> _WHAT TO DO_
Reproduce the part of the rows that opens with the line containing "Return the outline of every instance of the spectator" and runs through the end of the rows, both ends included and the requests kept intact, shifting every vertex coordinate in the answers up by 125.

> _Data listing_
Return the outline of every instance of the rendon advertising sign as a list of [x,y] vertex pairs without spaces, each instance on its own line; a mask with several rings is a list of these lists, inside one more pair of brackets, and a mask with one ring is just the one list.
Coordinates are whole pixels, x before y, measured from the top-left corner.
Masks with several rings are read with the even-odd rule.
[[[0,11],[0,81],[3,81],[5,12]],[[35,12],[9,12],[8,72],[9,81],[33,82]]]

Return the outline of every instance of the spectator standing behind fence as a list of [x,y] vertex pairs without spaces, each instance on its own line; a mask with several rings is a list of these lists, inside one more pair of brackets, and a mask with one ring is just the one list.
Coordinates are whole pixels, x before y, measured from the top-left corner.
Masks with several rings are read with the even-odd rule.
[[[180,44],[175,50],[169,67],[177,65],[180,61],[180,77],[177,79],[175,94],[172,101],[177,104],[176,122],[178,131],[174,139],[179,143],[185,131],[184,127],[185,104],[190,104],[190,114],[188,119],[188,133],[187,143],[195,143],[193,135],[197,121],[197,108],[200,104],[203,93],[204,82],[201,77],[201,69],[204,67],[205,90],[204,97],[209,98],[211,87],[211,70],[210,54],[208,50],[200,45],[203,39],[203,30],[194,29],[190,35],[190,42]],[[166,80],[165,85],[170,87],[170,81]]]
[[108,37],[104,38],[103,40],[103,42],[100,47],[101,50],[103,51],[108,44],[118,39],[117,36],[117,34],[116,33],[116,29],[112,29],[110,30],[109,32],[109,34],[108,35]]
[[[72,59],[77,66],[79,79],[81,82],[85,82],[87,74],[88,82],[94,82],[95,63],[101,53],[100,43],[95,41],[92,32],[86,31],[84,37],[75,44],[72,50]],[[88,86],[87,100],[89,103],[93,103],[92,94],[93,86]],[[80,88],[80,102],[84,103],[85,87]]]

> _WORKED ANSWER_
Return the outline of every instance of the spectator standing behind fence as a list of [x,y] vertex pairs without spaces, each instance on its own line; a mask with several rings is a list of these lists, inside one more pair of brackets, and a mask with one ring is just the one list.
Coordinates are whole pixels, x before y, measured from the top-left corner.
Masks with several rings are read with the even-odd rule.
[[[305,169],[300,175],[294,192],[302,190],[305,186],[305,202],[302,204],[300,219],[297,226],[302,229],[301,247],[303,256],[299,264],[304,268],[310,256],[309,252],[310,229],[315,229],[315,239],[313,244],[313,258],[312,268],[320,268],[318,260],[322,246],[322,233],[325,229],[328,218],[329,207],[326,202],[326,194],[329,192],[330,215],[329,222],[334,223],[336,212],[336,195],[335,179],[333,175],[325,170],[328,164],[328,155],[319,154],[315,160],[315,167]],[[291,205],[290,210],[295,212],[295,206]]]
[[233,162],[229,163],[228,165],[228,167],[225,172],[226,175],[228,176],[233,169],[243,164],[242,161],[242,159],[241,158],[241,154],[237,154],[235,155],[234,157],[234,159],[233,160]]
[[[197,184],[202,191],[204,204],[206,207],[210,207],[212,199],[213,207],[219,207],[220,188],[226,178],[225,168],[220,166],[217,157],[211,156],[209,162],[200,169],[197,175]],[[213,211],[212,225],[214,228],[218,228],[217,219],[218,211]],[[205,213],[205,227],[209,228],[210,212]]]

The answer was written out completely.